▶ [Given information]:
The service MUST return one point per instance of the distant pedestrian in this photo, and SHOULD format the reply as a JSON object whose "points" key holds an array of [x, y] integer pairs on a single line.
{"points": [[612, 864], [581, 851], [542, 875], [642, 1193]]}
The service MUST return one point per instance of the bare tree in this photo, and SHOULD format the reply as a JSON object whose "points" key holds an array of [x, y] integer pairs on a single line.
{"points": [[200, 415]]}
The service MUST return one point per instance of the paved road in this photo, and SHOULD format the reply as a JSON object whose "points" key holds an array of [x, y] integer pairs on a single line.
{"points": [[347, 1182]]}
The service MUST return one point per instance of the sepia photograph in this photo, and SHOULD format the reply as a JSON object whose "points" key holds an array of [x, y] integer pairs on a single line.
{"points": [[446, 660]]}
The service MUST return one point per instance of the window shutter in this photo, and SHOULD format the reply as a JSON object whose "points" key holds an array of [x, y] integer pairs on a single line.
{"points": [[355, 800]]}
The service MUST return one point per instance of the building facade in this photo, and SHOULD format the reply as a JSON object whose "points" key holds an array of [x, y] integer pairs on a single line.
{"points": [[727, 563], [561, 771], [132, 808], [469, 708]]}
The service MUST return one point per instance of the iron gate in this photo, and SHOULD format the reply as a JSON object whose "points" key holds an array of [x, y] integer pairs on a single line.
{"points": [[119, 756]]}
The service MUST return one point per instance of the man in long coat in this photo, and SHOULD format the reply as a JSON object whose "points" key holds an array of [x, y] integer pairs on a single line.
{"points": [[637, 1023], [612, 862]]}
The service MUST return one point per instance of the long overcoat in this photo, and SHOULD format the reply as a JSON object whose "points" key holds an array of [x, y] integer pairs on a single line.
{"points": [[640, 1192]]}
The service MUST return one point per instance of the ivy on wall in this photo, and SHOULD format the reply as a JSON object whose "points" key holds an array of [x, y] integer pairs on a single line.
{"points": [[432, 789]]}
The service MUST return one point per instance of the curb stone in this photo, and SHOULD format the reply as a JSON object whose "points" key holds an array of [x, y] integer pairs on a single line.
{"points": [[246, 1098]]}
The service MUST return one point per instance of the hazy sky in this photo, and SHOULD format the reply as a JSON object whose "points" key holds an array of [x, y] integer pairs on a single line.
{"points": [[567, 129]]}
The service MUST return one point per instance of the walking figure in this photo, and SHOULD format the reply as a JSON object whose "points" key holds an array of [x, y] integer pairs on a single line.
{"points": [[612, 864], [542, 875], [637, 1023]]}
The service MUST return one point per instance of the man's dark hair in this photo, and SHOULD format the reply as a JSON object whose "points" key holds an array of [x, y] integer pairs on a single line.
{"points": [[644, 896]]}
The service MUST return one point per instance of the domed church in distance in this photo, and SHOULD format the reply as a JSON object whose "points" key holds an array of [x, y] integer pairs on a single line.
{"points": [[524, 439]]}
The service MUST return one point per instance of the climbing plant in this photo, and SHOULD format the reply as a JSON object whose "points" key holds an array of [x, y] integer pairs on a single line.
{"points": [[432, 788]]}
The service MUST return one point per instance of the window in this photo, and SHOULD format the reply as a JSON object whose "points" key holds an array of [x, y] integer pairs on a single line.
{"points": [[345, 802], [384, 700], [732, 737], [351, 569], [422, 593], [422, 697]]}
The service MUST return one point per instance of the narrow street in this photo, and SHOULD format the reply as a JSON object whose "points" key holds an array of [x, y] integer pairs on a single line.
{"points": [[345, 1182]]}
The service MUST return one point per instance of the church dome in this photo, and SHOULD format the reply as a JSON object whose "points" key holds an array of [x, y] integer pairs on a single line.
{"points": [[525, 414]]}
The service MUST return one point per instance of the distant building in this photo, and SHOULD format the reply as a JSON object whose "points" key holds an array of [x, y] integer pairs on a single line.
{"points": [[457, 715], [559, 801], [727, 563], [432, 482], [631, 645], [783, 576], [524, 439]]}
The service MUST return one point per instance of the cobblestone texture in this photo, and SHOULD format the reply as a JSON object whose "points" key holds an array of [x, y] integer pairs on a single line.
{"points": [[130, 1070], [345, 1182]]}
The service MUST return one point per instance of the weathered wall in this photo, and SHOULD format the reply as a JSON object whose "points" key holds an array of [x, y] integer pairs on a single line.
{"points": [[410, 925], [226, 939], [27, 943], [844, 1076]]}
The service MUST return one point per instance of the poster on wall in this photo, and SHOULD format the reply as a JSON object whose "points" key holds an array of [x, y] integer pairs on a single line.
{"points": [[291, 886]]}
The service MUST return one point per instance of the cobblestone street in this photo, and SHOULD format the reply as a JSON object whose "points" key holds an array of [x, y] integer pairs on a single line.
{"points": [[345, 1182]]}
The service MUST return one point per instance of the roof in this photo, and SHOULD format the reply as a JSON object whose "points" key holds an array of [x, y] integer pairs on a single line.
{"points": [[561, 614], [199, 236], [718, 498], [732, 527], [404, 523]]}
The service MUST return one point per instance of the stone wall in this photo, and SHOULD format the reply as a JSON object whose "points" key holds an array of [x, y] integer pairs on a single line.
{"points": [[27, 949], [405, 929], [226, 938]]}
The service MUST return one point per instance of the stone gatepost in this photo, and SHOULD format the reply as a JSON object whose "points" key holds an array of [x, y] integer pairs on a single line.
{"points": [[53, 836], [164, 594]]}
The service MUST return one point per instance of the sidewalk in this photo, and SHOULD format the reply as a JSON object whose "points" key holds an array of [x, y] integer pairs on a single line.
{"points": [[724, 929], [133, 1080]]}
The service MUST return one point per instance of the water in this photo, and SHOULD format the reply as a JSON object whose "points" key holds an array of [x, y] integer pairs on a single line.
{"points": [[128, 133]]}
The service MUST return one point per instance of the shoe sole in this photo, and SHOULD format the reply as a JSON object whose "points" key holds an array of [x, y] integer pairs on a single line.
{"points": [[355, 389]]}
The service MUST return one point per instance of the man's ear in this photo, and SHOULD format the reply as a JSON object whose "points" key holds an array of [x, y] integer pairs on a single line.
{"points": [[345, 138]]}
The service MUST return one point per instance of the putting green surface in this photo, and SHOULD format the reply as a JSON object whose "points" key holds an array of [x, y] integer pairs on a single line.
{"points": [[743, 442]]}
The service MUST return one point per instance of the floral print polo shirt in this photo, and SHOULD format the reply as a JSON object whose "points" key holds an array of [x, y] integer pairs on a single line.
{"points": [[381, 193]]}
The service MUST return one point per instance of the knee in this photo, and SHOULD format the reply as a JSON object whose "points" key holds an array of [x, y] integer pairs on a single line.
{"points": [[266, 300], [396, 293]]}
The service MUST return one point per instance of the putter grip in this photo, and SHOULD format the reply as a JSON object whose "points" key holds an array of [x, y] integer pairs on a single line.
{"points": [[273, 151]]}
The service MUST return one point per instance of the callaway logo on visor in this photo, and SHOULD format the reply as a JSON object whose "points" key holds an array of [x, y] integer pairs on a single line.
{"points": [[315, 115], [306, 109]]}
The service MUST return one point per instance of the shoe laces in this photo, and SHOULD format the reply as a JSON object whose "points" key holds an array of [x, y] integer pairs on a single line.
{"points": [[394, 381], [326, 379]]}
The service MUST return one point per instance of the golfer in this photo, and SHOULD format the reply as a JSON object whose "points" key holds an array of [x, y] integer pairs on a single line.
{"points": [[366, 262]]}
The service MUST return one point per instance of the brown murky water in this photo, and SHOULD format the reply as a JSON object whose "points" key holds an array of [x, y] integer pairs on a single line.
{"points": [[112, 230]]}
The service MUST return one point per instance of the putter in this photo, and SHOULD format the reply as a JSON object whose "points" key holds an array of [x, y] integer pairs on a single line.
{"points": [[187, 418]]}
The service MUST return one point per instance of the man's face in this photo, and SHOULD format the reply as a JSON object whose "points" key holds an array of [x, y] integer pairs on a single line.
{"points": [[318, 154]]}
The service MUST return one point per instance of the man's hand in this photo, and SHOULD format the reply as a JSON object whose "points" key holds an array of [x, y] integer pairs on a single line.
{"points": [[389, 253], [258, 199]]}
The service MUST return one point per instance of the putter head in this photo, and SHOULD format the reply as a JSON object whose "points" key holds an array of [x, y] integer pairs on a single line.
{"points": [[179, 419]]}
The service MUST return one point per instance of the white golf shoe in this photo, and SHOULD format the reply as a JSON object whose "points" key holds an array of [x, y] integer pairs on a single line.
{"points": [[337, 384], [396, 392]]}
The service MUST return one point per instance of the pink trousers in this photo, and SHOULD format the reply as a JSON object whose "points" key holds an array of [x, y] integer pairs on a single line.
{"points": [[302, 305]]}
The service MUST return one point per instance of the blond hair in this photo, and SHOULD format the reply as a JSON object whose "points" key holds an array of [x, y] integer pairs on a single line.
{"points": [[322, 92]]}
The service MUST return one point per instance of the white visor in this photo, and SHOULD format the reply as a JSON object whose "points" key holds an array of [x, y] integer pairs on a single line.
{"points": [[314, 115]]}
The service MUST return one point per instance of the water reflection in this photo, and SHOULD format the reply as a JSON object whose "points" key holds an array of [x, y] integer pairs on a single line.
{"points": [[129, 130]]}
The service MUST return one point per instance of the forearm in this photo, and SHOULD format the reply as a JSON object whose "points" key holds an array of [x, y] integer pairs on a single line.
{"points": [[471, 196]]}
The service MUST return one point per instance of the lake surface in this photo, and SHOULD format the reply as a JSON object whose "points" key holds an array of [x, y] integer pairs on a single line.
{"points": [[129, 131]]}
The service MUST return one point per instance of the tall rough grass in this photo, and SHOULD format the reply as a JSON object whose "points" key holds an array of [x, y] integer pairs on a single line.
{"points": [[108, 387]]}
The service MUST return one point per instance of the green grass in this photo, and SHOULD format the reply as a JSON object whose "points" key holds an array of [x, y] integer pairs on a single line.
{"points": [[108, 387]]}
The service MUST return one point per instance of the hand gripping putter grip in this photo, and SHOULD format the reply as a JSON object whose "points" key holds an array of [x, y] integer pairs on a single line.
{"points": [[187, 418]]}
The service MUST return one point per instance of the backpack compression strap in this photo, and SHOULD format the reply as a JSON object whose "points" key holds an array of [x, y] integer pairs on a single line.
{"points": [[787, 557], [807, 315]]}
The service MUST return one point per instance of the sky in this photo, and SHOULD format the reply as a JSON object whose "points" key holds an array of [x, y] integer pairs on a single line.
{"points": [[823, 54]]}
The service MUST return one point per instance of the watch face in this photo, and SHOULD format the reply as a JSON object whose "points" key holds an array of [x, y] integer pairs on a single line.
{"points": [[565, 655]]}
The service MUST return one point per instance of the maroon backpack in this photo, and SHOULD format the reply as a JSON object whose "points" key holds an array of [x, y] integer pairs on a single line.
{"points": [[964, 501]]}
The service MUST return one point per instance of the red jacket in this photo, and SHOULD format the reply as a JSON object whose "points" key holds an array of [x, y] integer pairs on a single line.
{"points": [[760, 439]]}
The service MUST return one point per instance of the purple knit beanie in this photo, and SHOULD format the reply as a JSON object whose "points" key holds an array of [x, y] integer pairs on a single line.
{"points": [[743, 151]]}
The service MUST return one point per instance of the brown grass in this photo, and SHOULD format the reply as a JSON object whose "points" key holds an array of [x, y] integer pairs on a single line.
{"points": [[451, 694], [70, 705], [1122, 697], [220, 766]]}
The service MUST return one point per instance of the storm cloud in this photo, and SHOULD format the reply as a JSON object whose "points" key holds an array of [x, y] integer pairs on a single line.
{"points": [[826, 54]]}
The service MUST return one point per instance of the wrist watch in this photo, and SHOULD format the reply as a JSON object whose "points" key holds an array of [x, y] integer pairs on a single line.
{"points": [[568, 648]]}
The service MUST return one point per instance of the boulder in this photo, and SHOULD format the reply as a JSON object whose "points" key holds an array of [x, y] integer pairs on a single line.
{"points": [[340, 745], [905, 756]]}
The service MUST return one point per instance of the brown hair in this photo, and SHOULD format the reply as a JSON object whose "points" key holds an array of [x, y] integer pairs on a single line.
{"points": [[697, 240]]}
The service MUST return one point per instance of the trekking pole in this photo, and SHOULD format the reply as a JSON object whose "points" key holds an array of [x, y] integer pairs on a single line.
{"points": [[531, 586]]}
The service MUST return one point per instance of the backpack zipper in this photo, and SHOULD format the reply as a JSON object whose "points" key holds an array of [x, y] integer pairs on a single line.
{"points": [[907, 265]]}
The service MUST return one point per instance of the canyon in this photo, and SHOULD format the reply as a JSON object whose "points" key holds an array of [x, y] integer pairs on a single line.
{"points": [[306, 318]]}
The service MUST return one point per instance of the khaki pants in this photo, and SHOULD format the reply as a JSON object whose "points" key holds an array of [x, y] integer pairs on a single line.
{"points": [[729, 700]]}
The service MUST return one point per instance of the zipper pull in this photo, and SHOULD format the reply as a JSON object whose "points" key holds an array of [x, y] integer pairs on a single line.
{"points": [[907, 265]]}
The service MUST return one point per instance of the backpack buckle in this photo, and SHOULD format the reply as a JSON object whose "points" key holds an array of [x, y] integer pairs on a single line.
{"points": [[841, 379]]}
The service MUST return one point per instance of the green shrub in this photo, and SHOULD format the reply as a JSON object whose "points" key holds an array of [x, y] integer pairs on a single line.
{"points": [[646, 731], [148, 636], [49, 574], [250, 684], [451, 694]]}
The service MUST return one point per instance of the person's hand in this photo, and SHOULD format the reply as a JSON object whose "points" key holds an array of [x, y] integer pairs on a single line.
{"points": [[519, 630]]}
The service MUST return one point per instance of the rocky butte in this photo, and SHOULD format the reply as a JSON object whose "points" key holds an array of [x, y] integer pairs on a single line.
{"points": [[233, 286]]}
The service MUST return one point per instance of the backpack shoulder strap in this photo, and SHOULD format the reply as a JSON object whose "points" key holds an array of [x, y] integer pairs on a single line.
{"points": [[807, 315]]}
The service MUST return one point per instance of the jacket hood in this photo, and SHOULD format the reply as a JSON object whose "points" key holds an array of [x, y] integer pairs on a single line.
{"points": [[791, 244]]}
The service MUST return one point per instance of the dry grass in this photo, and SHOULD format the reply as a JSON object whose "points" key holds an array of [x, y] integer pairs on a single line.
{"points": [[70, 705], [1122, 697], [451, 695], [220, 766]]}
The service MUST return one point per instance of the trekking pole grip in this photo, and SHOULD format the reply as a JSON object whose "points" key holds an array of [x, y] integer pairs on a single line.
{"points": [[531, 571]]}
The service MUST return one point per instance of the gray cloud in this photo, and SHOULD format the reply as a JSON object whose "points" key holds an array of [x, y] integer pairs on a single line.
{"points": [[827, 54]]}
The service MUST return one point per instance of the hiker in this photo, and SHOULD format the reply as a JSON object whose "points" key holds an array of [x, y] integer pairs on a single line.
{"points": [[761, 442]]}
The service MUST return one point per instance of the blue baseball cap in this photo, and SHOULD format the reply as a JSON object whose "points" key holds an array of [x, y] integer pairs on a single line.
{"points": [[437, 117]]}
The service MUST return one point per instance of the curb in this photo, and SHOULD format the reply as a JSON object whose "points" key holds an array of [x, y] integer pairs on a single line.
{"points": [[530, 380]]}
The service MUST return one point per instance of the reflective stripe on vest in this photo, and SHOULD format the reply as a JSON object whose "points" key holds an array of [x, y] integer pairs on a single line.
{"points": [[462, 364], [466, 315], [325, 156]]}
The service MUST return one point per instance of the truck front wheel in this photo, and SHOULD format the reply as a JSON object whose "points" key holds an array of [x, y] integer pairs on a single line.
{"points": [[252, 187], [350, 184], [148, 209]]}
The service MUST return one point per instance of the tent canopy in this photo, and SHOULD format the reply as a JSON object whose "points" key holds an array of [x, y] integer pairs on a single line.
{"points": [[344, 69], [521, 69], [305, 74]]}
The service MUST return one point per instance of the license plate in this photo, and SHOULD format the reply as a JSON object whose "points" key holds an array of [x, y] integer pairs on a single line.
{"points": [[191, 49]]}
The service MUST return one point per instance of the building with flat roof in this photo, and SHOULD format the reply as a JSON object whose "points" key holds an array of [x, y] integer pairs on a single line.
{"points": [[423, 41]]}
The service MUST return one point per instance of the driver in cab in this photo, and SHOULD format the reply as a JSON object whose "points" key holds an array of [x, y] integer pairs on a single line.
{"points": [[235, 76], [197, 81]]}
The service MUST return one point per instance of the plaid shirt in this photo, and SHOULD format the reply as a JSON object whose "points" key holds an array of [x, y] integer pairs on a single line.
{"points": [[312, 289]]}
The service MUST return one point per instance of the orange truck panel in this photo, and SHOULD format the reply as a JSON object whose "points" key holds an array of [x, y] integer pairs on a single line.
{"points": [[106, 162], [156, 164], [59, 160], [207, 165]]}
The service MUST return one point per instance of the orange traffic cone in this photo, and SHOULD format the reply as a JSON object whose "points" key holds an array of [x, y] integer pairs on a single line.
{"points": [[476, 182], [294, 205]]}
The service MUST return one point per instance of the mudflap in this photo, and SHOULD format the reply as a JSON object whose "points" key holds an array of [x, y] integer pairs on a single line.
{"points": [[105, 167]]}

▶ [Direction]: Starting with the line that contains "the orange traffic" and continuing through the end of the material, render those lines as a numbered list, omitting any blank lines.

▶ [Answer below]:
1. The service MUST return one point per instance of the orange traffic cone in this photo, and SHOULD format the reply as a JSON object whose "points" key holds an array of [x, y] integer pairs on a single line.
2. {"points": [[476, 182], [294, 205]]}
3. The service MUST return one point per instance of the mudflap in this photo, and SHOULD format the reply as a JSON object whose "points" key holds an array of [x, y] integer pairs on a single line.
4. {"points": [[105, 167]]}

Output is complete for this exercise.